# Philips 42PFL7623D/10 Sound /bass



## rigby1987 (Jul 30, 2015)

Hello i wonder if anyone could help me i posted this before but it hasnt shown up on the forum .

I have a 42PFL7623D/10 ambilight tv that i am having a problem with . Im wanting to turn the bass off completely as i live in a flat and have neighbors below me . I have tried turning the sliders on the equalizer all the way down to no avail.

I have also upgraded the software firmware to the latest via usb which hasnt changed . The thing is on default settings its good sound dont get me wrong i like the bass but it would be nice to turn it off completely at night which so far i have been able to do . when i turn the levels down it does reduce the bass but im wanting to completely kill it for night time say for if i want to watch a dvd . 

I was thinking is the only option buying some external speakers and having them as my main source of audio output so i could maybe change the bass level of them?

Any help would be great , I have added a link to the picture of the connection the tv has . Thanks in advance

https://www.dropbox.com/sc/8zinrfujo9ws4fu/AABBfThPu6myASqr7aM5Ehjua


----------



## JimE (Apr 16, 2009)

You can't completely remove bass using standard controls without totally ruining sound quality. Even a normal speaking voice of a man has "bass". So removing all bass from the audio could actually remove vocals. 

TV's generally have really crappy speakers anyway, much less produce a large amount of bass (at least none that I've used, and not at moderate to low volume). The biggest control is the volume. Unless you have the volume cranked really high, I don't see how your neighbors can have anything to complain about.
============================================================
To-do list =
A) Extract the passage of the forum thread that starts at "## JimE (Apr" and ends at "actually remove vocals.", word for word.
B) Copy all the outline records line for line without changing anything, but omit the picture from your answer.
The forum thread and the records come from unrelated sources.

Outline records
============================================================
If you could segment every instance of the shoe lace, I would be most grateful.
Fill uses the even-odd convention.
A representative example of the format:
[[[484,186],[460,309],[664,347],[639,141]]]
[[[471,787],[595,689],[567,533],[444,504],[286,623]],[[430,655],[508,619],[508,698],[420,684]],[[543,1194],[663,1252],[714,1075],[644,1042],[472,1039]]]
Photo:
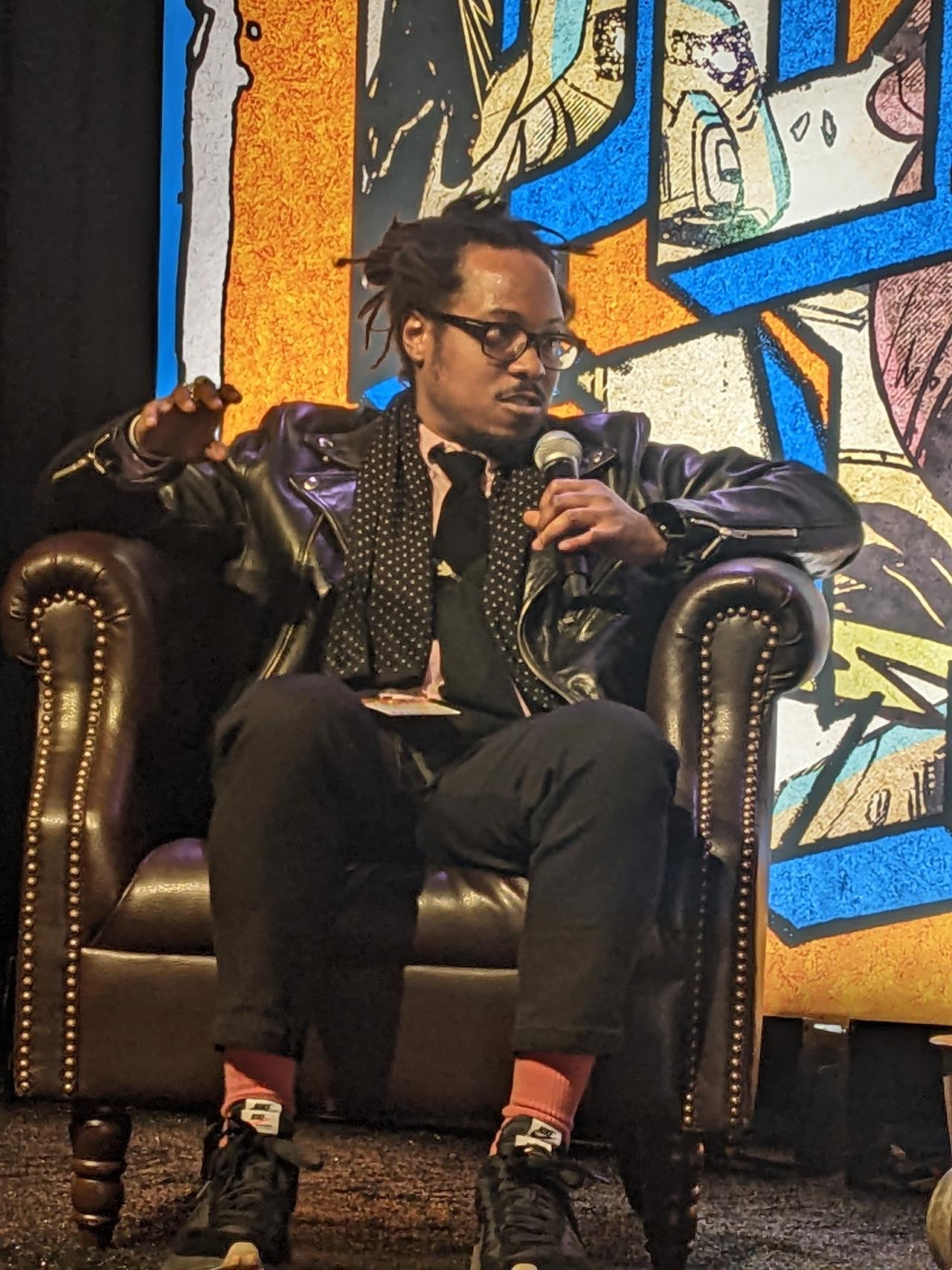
============================================================
Answers to the tasks =
A)
## JimE (Apr 16, 2009)

You can't completely remove bass using standard controls without totally ruining sound quality. Even a normal speaking voice of a man has "bass". So removing all bass from the audio could actually remove vocals.

B)
If you could segment every instance of the shoe lace, I would be most grateful.
Fill uses the even-odd convention.
A representative example of the format:
[[[484,186],[460,309],[664,347],[639,141]]]
[[[471,787],[595,689],[567,533],[444,504],[286,623]],[[430,655],[508,619],[508,698],[420,684]],[[543,1194],[663,1252],[714,1075],[644,1042],[472,1039]]]
Photo:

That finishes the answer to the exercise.